TASK INPUTS:
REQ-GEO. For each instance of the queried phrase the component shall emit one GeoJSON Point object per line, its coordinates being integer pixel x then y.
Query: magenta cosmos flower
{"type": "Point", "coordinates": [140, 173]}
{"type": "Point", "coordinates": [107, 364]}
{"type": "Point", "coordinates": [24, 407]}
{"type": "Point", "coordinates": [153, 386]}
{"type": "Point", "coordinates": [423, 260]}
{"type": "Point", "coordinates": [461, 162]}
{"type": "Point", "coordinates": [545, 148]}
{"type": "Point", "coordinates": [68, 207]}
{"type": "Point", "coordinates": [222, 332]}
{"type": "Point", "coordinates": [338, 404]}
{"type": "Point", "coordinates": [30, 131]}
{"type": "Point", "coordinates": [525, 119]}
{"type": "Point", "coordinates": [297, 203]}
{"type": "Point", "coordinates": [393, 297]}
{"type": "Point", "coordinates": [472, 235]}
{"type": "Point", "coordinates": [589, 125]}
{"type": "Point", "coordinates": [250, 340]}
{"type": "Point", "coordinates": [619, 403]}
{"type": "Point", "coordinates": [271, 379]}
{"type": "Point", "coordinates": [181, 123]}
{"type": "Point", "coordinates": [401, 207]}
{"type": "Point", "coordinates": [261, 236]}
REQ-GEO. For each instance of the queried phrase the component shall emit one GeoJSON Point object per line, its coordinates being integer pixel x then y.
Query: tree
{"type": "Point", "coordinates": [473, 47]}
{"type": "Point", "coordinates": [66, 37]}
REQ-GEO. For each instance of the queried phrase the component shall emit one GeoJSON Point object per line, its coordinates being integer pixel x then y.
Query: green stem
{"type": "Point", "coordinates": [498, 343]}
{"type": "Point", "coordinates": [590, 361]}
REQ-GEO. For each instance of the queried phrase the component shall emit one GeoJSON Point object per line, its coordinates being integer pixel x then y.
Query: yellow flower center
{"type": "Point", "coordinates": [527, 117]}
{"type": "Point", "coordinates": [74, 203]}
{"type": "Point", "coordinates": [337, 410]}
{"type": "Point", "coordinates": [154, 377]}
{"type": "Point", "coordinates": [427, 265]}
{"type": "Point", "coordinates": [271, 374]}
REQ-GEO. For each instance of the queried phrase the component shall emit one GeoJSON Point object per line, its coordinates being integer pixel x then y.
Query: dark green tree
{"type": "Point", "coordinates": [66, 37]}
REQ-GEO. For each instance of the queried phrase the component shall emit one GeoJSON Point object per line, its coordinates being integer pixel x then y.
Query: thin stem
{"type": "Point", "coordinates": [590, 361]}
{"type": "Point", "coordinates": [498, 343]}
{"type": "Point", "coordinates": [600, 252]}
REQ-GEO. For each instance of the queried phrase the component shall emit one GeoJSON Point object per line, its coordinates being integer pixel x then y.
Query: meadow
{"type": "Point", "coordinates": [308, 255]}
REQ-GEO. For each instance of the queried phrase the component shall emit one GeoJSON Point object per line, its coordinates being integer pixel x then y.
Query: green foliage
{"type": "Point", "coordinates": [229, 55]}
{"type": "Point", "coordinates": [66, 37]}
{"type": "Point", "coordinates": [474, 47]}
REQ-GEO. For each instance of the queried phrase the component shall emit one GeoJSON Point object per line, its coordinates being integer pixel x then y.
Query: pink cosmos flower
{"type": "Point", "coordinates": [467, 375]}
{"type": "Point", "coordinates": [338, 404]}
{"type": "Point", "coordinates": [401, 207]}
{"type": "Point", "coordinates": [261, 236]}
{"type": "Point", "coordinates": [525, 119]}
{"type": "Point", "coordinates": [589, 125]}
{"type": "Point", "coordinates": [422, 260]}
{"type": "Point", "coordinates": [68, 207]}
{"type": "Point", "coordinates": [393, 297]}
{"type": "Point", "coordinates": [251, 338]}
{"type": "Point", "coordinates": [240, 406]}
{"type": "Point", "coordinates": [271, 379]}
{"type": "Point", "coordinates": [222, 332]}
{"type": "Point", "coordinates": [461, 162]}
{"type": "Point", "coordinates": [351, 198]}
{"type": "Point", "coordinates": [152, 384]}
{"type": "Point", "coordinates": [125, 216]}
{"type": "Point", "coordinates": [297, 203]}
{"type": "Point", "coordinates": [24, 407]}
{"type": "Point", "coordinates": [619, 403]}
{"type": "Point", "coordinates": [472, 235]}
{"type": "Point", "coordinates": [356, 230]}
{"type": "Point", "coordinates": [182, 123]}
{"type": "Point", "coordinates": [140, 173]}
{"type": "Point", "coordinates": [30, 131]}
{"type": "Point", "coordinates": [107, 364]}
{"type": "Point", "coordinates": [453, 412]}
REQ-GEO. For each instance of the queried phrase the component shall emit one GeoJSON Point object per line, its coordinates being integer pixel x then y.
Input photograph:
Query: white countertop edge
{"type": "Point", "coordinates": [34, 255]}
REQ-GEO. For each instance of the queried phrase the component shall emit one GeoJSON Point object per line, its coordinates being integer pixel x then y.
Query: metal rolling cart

WORK REQUIRED: Word for word, give the records again.

ANSWER AREA:
REQ-GEO. For each instance of the queried phrase the component shall emit one GeoJSON Point object per line, its coordinates being integer pixel x then y.
Query: magenta cosmos flower
{"type": "Point", "coordinates": [140, 173]}
{"type": "Point", "coordinates": [107, 364]}
{"type": "Point", "coordinates": [24, 407]}
{"type": "Point", "coordinates": [153, 386]}
{"type": "Point", "coordinates": [423, 260]}
{"type": "Point", "coordinates": [461, 162]}
{"type": "Point", "coordinates": [545, 148]}
{"type": "Point", "coordinates": [68, 207]}
{"type": "Point", "coordinates": [222, 332]}
{"type": "Point", "coordinates": [338, 404]}
{"type": "Point", "coordinates": [30, 131]}
{"type": "Point", "coordinates": [525, 119]}
{"type": "Point", "coordinates": [297, 203]}
{"type": "Point", "coordinates": [393, 297]}
{"type": "Point", "coordinates": [472, 235]}
{"type": "Point", "coordinates": [589, 125]}
{"type": "Point", "coordinates": [250, 340]}
{"type": "Point", "coordinates": [619, 403]}
{"type": "Point", "coordinates": [271, 379]}
{"type": "Point", "coordinates": [181, 123]}
{"type": "Point", "coordinates": [401, 207]}
{"type": "Point", "coordinates": [261, 236]}
REQ-GEO. For each instance of the queried phrase the component shall emit one GeoJSON Point object per line, its coordinates being integer pixel x then y.
Query: tree
{"type": "Point", "coordinates": [473, 47]}
{"type": "Point", "coordinates": [66, 37]}
REQ-GEO. For each instance of the queried phrase the component shall emit one GeoJSON Point object per line, its coordinates being integer pixel x then y.
Query: green stem
{"type": "Point", "coordinates": [498, 343]}
{"type": "Point", "coordinates": [590, 361]}
REQ-GEO. For each instance of the queried phrase the component shall emit one GeoJSON Point object per line, its coordinates being integer pixel x then y.
Query: yellow flower center
{"type": "Point", "coordinates": [527, 117]}
{"type": "Point", "coordinates": [74, 203]}
{"type": "Point", "coordinates": [337, 410]}
{"type": "Point", "coordinates": [154, 377]}
{"type": "Point", "coordinates": [427, 265]}
{"type": "Point", "coordinates": [271, 374]}
REQ-GEO. For each instance of the queried phrase the component shall emit one GeoJSON Point object per line, its coordinates being integer pixel x then y.
Query: dark green tree
{"type": "Point", "coordinates": [66, 37]}
REQ-GEO. For each instance of the queried phrase the component shall emit one GeoJSON Point object per line, its coordinates being integer pixel x then y.
Query: thin stem
{"type": "Point", "coordinates": [590, 361]}
{"type": "Point", "coordinates": [498, 343]}
{"type": "Point", "coordinates": [600, 252]}
REQ-GEO. For each instance of the queried phrase the component shall emit one GeoJSON Point object per line, its coordinates being integer pixel x then y.
Query: meadow
{"type": "Point", "coordinates": [308, 255]}
REQ-GEO. For each instance of the queried phrase the component shall emit one GeoJSON Point object per line, its coordinates being integer pixel x then y.
Query: green foliage
{"type": "Point", "coordinates": [229, 55]}
{"type": "Point", "coordinates": [66, 37]}
{"type": "Point", "coordinates": [474, 47]}
REQ-GEO. For each instance of the queried phrase the component shall emit one GeoJSON Point object per line, its coordinates being integer pixel x then y.
Query: pink cosmos flower
{"type": "Point", "coordinates": [467, 375]}
{"type": "Point", "coordinates": [338, 404]}
{"type": "Point", "coordinates": [401, 207]}
{"type": "Point", "coordinates": [261, 236]}
{"type": "Point", "coordinates": [525, 119]}
{"type": "Point", "coordinates": [589, 125]}
{"type": "Point", "coordinates": [422, 260]}
{"type": "Point", "coordinates": [68, 207]}
{"type": "Point", "coordinates": [393, 297]}
{"type": "Point", "coordinates": [251, 338]}
{"type": "Point", "coordinates": [240, 406]}
{"type": "Point", "coordinates": [271, 379]}
{"type": "Point", "coordinates": [222, 332]}
{"type": "Point", "coordinates": [461, 162]}
{"type": "Point", "coordinates": [351, 198]}
{"type": "Point", "coordinates": [152, 384]}
{"type": "Point", "coordinates": [125, 216]}
{"type": "Point", "coordinates": [297, 203]}
{"type": "Point", "coordinates": [24, 407]}
{"type": "Point", "coordinates": [619, 403]}
{"type": "Point", "coordinates": [472, 235]}
{"type": "Point", "coordinates": [356, 230]}
{"type": "Point", "coordinates": [182, 123]}
{"type": "Point", "coordinates": [140, 173]}
{"type": "Point", "coordinates": [30, 131]}
{"type": "Point", "coordinates": [107, 364]}
{"type": "Point", "coordinates": [453, 412]}
REQ-GEO. For each instance of the queried phrase the component shall emit one GeoJSON Point object per line, its coordinates being integer pixel x then y.
Input photograph:
Query: white countertop edge
{"type": "Point", "coordinates": [34, 255]}
REQ-GEO. For each instance of the queried phrase the component shall emit one GeoJSON Point object per line, its coordinates being integer pixel x then y.
Query: metal rolling cart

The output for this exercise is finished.